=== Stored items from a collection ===
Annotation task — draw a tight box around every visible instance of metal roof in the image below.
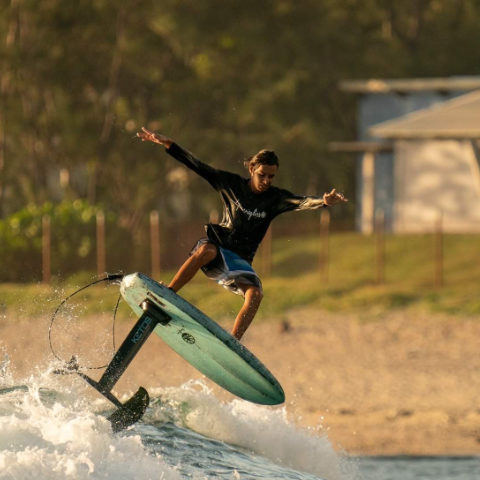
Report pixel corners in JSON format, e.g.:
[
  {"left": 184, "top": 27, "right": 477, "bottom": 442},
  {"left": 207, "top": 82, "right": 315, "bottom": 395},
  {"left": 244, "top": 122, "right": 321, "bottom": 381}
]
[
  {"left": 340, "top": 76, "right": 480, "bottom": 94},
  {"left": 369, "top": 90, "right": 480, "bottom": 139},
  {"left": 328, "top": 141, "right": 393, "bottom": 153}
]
* * *
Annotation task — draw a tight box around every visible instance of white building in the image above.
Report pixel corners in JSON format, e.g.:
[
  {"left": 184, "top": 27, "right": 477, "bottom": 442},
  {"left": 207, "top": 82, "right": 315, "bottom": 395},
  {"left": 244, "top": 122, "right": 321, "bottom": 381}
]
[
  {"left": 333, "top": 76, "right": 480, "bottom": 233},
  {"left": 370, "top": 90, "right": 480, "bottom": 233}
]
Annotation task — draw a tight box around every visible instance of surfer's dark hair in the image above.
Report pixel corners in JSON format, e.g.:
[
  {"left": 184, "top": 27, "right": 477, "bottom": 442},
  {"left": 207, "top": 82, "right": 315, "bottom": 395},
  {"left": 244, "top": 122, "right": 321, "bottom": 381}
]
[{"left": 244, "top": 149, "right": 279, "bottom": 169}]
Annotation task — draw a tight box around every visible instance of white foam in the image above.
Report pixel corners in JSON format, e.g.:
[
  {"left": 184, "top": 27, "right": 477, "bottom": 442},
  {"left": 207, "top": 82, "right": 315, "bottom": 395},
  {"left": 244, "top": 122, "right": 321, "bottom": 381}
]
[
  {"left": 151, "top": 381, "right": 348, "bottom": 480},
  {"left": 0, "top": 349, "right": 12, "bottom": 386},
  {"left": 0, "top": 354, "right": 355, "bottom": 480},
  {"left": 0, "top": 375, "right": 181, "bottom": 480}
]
---
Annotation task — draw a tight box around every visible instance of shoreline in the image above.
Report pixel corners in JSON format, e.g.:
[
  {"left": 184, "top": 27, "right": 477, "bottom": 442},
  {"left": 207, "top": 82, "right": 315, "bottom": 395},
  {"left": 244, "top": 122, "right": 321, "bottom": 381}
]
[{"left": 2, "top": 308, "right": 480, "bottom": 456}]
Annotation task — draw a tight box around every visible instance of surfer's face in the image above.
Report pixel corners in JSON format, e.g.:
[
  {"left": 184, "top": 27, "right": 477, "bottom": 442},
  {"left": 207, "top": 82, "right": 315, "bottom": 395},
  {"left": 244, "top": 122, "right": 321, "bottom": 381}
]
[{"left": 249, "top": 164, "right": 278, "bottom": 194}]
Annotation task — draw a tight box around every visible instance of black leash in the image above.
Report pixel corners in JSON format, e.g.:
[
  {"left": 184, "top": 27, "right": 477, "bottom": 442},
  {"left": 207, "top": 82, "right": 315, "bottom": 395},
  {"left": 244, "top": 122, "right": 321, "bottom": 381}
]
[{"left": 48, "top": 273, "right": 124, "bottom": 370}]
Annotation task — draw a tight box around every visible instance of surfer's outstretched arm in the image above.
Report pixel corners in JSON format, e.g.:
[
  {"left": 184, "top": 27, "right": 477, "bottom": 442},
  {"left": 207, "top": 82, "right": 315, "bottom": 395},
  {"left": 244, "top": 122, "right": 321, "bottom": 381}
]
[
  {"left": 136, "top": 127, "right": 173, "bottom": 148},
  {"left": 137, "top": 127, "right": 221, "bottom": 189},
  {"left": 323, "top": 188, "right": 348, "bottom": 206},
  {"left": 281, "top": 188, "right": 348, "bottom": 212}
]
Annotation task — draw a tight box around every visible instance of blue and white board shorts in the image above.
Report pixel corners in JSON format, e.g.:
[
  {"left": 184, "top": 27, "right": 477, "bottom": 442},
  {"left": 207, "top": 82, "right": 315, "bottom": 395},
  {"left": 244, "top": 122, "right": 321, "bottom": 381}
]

=== ACTION ITEM ===
Copy each line of the records that has "surfer" in it.

=== SOLVED PROBLEM ===
Annotation task — draw a tight box around every visible instance of surfer's dark hair in the image above.
Annotation task — draw a tight box around every visible instance of surfer's face in the image above.
Annotation task — draw a tight box around every visible instance of surfer's outstretched arm in the image above.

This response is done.